BRIEF: Set down the data again in full, keeping every line exactly as it is.

********

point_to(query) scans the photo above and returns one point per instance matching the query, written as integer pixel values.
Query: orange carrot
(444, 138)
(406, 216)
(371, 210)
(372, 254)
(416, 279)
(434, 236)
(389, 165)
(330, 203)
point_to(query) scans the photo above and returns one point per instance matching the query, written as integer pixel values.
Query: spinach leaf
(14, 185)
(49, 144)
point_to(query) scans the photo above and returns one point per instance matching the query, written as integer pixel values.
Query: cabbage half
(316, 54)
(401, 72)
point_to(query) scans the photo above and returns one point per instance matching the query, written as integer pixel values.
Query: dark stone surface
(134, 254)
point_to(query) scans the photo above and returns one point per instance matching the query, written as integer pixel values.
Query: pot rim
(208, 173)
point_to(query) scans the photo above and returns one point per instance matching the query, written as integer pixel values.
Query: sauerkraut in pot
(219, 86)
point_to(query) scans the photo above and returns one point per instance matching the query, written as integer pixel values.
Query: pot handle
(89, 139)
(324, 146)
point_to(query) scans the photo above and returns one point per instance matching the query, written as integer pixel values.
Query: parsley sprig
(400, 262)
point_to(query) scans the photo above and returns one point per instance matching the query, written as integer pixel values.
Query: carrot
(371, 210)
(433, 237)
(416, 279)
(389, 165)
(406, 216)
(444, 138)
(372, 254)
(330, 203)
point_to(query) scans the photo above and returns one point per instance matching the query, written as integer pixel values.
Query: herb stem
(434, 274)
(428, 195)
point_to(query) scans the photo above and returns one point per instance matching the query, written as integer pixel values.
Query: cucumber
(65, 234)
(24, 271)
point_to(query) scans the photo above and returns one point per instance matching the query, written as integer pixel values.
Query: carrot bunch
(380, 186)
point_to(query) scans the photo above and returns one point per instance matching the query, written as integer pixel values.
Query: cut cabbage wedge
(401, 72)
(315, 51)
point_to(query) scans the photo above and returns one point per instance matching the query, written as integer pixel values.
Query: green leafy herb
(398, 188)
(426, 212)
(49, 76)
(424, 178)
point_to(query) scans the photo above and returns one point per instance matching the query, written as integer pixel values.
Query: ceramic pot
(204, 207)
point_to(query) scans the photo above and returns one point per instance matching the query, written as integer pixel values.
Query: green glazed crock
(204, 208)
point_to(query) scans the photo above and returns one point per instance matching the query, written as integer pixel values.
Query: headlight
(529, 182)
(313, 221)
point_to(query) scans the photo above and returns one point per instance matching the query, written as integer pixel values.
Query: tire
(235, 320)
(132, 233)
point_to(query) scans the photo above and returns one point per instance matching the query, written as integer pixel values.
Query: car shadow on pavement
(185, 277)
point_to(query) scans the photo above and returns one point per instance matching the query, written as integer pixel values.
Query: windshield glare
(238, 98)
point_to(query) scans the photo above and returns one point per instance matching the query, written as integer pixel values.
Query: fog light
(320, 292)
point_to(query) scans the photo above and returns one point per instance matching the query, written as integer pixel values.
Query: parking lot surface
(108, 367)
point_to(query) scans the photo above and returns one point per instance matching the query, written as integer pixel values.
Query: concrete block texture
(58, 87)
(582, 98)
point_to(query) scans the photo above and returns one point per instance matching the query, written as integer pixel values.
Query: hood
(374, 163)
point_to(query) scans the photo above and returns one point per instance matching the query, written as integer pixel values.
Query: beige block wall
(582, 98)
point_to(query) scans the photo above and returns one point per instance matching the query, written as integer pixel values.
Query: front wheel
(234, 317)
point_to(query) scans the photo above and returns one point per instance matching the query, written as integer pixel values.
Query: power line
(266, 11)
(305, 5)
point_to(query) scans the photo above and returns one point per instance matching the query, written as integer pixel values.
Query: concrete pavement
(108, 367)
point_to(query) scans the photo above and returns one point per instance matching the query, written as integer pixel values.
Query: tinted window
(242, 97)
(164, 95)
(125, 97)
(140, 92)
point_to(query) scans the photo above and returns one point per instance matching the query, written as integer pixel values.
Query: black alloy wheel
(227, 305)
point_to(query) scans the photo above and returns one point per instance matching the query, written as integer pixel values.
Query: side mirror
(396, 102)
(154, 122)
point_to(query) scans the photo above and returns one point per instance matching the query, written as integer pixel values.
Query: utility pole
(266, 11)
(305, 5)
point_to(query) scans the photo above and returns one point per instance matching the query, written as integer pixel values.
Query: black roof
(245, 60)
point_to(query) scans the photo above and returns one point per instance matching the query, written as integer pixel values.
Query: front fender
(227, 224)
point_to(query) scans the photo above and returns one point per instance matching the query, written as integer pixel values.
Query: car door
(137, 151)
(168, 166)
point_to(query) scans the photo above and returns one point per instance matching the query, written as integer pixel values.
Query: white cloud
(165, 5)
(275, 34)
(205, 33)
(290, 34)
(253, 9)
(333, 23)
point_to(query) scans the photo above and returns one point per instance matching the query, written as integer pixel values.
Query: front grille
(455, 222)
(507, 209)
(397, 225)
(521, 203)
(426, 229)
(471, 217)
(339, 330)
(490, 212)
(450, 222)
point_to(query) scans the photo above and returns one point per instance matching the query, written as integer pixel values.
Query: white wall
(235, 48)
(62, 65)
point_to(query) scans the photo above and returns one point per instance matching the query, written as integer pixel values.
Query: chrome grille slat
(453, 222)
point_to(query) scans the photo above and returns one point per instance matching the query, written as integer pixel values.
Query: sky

********

EXPECTED OUTPUT:
point_to(query) scans the photo above and returns one point per instance matching the query, written as integer pixel values.
Query: orange carrot
(444, 138)
(406, 216)
(371, 210)
(372, 254)
(416, 279)
(434, 236)
(389, 165)
(330, 203)
point_to(query) scans the photo above and returns one point per instance matching the query, written as integer pixel values.
Query: spinach leaf
(14, 185)
(49, 144)
point_to(query) scans the photo above and returns one point per instance matching the query, written as integer pixel values.
Query: cabbage half
(316, 54)
(401, 72)
point_to(query) scans the photo above and returns one point per instance matching the query, written as integer pixel values.
Query: dark stone surface
(134, 254)
point_to(query) scans the photo above and returns one point per instance matching the query, written as integer pixel values.
Query: pot rim
(208, 173)
point_to(query) scans the photo above and returns one point per instance matching the query, written as integer pixel values.
Query: sauerkraut in pot
(219, 86)
point_to(query) scans the photo above and returns one point per instance matching the query, written as integer pixel values.
Query: pot handle
(89, 139)
(324, 146)
point_to(query) scans the photo above and returns one point per instance matching the query, written as integer pixel values.
Query: parsley sprig
(400, 262)
point_to(query) scans the photo above and returns one point per instance matching the query, written as integer pixel values.
Query: carrot
(371, 210)
(433, 237)
(416, 279)
(389, 165)
(406, 216)
(444, 138)
(372, 254)
(330, 203)
point_to(query) scans the photo above and returns one point per instance matching the query, written as integer pixel values.
Query: herb stem
(434, 274)
(428, 195)
point_to(query) scans the photo above and returns one point per instance matching the query, written as integer pixel values.
Query: cucumber
(65, 234)
(24, 271)
point_to(query) scans the photo above and returns one point per instance matching the query, written as integer pixel values.
Query: carrot bunch
(380, 186)
point_to(query) scans the photo above and returns one point per instance matching the query, written as integer pixel values.
Query: cut cabbage wedge
(401, 72)
(315, 51)
point_to(query) scans the photo above and returns one point per instance matching the query, written as integer pixel values.
Query: green leafy herb
(398, 188)
(426, 212)
(49, 76)
(424, 178)
point_to(query) scans the photo above and returns one point per instance matching the query, written as integer pixel values.
Query: ceramic pot
(204, 207)
point_to(query) scans the photo above and returns one point per instance matching the query, written as integer pixel values.
Query: green glazed crock
(204, 208)
point_to(query) scans the photo above and returns one point per instance matching the query, written as integer pixel values.
Query: headlight
(529, 182)
(313, 221)
point_to(query) scans the photo above and returns one point per instance matching the query, written as integer pixel values.
Query: tire
(235, 320)
(132, 233)
point_to(query) scans the photo above and returns one point per instance matching the query, written as integer pixel values.
Query: car shadow on pavement
(185, 277)
point_to(query) scans the photo above and returns one point per instance matching the query, written as integer pixel values.
Query: windshield glare
(238, 98)
point_to(query) scans the photo above and returns one point per instance matching the query, written as integer pixel values.
Query: fog light
(320, 292)
point_to(query) scans the photo above and returns one point per instance matching the query, written as integer pixel values.
Query: parking lot surface
(108, 367)
point_to(query) scans the photo above and returns one point per instance matching the query, written as integer pixel values.
Query: concrete block texture
(58, 87)
(582, 98)
point_to(query) scans the photo above and returns one point per instance matching the query, written as integer pixel values.
Query: hood
(374, 163)
point_to(query) scans the photo above and returns one point per instance matching the query, written as integer pixel values.
Query: beige block wall
(582, 98)
point_to(query) scans the photo above and returns one point per instance matching the query, written as integer pixel values.
Query: front wheel
(234, 317)
point_to(query) scans the photo above and returns one point per instance matching the query, written as integer pixel values.
Query: power line
(266, 11)
(305, 5)
point_to(query) scans the photo above and returns one point per instance matching the query, written as integer pixel values.
Query: concrete pavement
(108, 367)
point_to(query) scans the photo above and returns one point per instance matching the query, written as integer pixel values.
Query: tinted window
(242, 97)
(164, 95)
(125, 97)
(140, 92)
point_to(query) scans the photo above and returns one point per instance matching the query, written as integer pixel values.
Query: black alloy wheel
(227, 305)
point_to(query) scans the photo above and returns one point per instance matching the query, written as integer pixel values.
Query: side mirror
(396, 102)
(154, 122)
point_to(query) scans the photo above and returns one point per instance matching the query, written as integer pixel values.
Query: utility pole
(266, 11)
(305, 5)
point_to(query) scans the photo above and returns one point per instance matching the query, written as integer pixel values.
Query: black roof
(245, 60)
point_to(query) scans the photo above and returns one point per instance matching the query, written as integer pixel values.
Query: front fender
(227, 224)
point_to(query) scans the photo above and returns one point per instance matching the query, written as integer pixel values.
Query: car door
(137, 151)
(168, 166)
point_to(query) scans the photo above and returns one point per instance matching the query, written as integer pixel values.
Query: white cloud
(165, 5)
(275, 34)
(205, 33)
(290, 34)
(253, 9)
(333, 23)
point_to(query) scans the photo above and returns one point per instance matching the query, written as integer pixel values.
Query: front grille
(455, 222)
(507, 209)
(397, 225)
(521, 203)
(426, 229)
(471, 217)
(339, 330)
(490, 212)
(450, 222)
point_to(query) scans the photo above and returns one point per instance matching the query, written as integer pixel values.
Query: white wall
(235, 48)
(62, 65)
point_to(query) scans the photo above and returns one point per instance matching the query, written as integer pixel values.
Query: chrome grille slat
(453, 222)
point_to(query) scans the photo above and returns one point per instance matching the query, written as integer pixel values.
Query: sky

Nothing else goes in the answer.